20XX年、第三次世界大戦の最中に使用された氷素爆弾によって、地球は氷漬けとなってしまう。「戦争反対罪」で投獄され、人体実験のためにシェルターに入れられた父とその息子だけが皮肉にも生き残る。そして次に少年が目覚めたときには100年が経過し、父は動かなくなっていた。救出された少年が見たのは、再び文明を取り戻し、高度に機械化されたユートピアのような世界であった。

しかしロボットが人間に取って代わりはじめ、ついにはロボットが自らの考えで人類と戦争を始めてしまう。

登場人物・キャラクター

少年 (しょうねん)

20XX年に使用された氷素爆弾によって世界が氷漬けになってから100年後の世界で、ただひとり生きて発見された旧世代の少年。作中に名前は登場しない。100年後の世界の発展ぶりを目の当たりにし、はじめはユートピアのように感じるが、秘密警察に拉致され、「役に立たない人間は処分されてロボットに取って代わられる」という世界のあり方を知ると、それに疑問を感じるようになる。 そして反政府組織である「人類連盟」と行動を共にするが、ロボットが人類に対して反乱を起こしたために、この世界でも戦争に巻き込まれることになる。

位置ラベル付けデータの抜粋

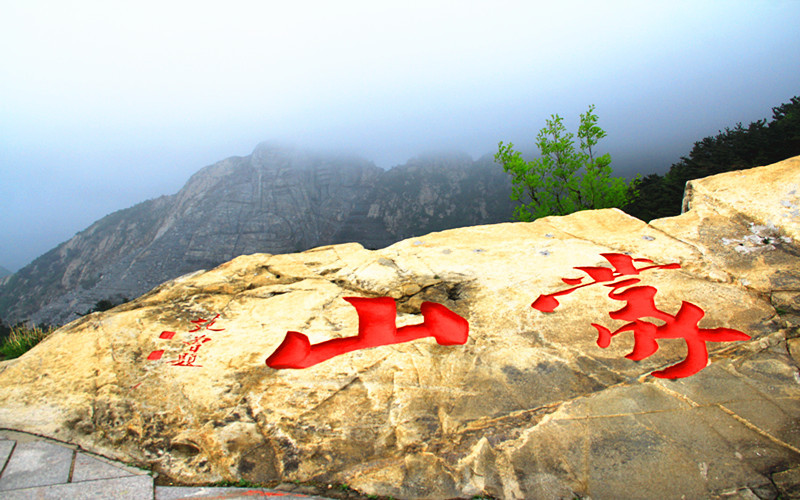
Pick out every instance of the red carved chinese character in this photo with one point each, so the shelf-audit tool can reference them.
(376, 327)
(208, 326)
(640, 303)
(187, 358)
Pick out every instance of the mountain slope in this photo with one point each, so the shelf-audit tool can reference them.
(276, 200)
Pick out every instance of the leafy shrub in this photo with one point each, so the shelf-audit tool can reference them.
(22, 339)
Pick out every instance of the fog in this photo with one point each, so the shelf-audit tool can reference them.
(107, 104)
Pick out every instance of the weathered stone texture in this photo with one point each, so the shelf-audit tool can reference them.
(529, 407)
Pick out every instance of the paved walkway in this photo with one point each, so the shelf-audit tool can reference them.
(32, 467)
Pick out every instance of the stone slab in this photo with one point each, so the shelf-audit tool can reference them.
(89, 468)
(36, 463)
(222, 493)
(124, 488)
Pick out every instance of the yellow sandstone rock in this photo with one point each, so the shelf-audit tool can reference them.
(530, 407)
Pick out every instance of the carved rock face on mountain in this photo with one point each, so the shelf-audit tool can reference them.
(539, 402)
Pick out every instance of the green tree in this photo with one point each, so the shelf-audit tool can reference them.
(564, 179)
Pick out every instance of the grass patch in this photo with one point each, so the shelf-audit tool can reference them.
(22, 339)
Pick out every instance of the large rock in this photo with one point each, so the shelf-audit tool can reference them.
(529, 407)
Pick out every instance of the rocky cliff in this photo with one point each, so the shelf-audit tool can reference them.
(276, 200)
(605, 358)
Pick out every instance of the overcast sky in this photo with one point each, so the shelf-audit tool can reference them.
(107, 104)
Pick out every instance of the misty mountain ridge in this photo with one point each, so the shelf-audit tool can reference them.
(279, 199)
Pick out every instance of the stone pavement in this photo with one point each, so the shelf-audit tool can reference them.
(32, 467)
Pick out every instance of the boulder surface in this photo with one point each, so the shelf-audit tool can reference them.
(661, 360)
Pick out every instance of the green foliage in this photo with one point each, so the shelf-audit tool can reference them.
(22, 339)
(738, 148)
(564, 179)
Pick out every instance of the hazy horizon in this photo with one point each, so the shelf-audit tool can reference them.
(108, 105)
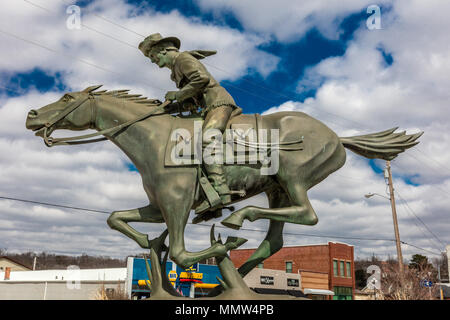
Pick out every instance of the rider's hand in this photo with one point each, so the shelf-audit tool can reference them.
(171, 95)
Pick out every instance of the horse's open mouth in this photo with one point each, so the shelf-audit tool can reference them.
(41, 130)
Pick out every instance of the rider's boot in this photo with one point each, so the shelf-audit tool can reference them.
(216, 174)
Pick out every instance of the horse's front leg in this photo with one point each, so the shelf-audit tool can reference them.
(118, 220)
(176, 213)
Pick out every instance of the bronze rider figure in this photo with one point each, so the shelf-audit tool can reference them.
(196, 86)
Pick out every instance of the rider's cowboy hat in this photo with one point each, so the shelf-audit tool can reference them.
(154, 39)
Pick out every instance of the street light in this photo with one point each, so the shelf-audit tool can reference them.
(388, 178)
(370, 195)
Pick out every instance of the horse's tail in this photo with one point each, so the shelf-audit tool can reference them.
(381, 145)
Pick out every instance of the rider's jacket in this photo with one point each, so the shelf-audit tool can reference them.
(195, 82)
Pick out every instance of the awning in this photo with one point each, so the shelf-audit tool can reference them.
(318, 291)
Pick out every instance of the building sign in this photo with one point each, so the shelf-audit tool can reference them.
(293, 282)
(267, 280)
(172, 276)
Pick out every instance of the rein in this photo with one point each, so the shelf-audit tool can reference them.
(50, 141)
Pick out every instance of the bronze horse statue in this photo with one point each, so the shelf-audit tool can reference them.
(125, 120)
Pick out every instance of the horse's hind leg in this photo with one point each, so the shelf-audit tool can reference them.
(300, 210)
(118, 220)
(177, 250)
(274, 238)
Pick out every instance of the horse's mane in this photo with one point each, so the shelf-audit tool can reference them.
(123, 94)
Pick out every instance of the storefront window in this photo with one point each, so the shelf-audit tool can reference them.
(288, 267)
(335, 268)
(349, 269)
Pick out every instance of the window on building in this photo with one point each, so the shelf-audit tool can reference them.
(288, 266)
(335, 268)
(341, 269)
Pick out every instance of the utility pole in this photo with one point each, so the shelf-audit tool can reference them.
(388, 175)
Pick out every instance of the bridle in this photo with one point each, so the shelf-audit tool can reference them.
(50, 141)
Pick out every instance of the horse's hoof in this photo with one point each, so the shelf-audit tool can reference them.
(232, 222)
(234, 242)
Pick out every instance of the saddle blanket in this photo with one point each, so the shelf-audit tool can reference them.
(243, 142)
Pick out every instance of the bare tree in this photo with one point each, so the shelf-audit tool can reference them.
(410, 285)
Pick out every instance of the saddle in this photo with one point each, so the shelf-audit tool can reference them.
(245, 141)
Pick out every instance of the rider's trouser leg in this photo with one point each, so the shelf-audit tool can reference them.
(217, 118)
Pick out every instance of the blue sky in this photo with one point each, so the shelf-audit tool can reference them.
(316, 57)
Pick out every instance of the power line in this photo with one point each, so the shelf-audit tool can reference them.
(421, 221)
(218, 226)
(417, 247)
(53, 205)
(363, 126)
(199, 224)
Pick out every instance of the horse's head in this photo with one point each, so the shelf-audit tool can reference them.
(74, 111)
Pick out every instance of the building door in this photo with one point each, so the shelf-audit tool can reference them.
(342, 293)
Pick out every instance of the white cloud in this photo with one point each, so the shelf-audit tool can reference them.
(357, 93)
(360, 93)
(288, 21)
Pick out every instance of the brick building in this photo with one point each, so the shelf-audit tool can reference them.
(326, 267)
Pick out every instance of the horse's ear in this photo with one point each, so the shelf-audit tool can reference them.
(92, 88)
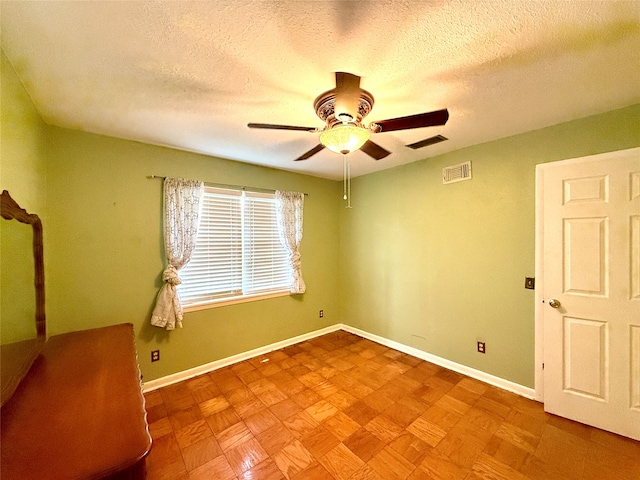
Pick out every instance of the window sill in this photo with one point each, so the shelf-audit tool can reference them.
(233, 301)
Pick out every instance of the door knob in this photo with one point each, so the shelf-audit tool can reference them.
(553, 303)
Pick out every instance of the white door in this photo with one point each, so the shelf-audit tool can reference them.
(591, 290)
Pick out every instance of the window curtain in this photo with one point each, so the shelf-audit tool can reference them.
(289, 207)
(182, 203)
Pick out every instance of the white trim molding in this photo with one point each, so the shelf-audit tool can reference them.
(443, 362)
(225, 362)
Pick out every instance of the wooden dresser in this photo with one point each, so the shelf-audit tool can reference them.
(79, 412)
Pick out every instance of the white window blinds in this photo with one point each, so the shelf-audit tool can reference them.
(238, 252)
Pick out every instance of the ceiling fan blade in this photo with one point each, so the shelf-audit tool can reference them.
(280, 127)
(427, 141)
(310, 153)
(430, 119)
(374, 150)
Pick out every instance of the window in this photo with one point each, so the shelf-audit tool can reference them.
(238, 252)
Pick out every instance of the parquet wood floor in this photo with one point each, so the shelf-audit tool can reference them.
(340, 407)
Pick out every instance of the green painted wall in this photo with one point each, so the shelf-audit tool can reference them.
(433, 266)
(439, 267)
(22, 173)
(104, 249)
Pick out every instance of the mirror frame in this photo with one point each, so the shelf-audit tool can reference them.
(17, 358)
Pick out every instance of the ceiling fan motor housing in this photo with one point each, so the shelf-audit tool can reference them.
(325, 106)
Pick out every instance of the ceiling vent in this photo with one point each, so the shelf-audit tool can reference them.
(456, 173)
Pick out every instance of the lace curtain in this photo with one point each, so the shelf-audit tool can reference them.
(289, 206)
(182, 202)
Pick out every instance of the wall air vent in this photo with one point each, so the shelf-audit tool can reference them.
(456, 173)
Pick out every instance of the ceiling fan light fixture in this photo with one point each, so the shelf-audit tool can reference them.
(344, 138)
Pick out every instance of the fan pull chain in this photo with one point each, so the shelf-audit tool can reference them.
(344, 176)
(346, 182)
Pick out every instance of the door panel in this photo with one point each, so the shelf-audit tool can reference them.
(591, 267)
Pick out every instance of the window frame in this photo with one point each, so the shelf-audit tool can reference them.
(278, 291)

課題と演習 —
[a] 本文を読んで、次の問いに答えてください。
(i) 父とその息子は、何という罪で投獄されましたか。
(ii) 少年が次に目覚めたとき、何年が経過していましたか。
(iii) 少年が行動を共にする反政府組織は、何という名前ですか。
[b] 本文の中で「」で囲まれている語句をすべて挙げてください。
[c] 本文から、「20XX年に使用された氷素爆」で始まり「争に巻き込まれることになる。」で終わる部分を、両端の語句も含めてそのまま抜き出してください。
ここではレコードを使う必要はありません。

解答 —
[a]
(i) 「戦争反対罪」です。
(ii) 100年です。
(iii) 「人類連盟」です。

[b]
「戦争反対罪」
「役に立たない人間は処分されてロボットに取って代わられる」
「人類連盟」

[c]
20XX年に使用された氷素爆弾によって世界が氷漬けになってから100年後の世界で、ただひとり生きて発見された旧世代の少年。作中に名前は登場しない。100年後の世界の発展ぶりを目の当たりにし、はじめはユートピアのように感じるが、秘密警察に拉致され、「役に立たない人間は処分されてロボットに取って代わられる」という世界のあり方を知ると、それに疑問を感じるようになる。 そして反政府組織である「人類連盟」と行動を共にするが、ロボットが人類に対して反乱を起こしたために、この世界でも戦争に巻き込まれることになる。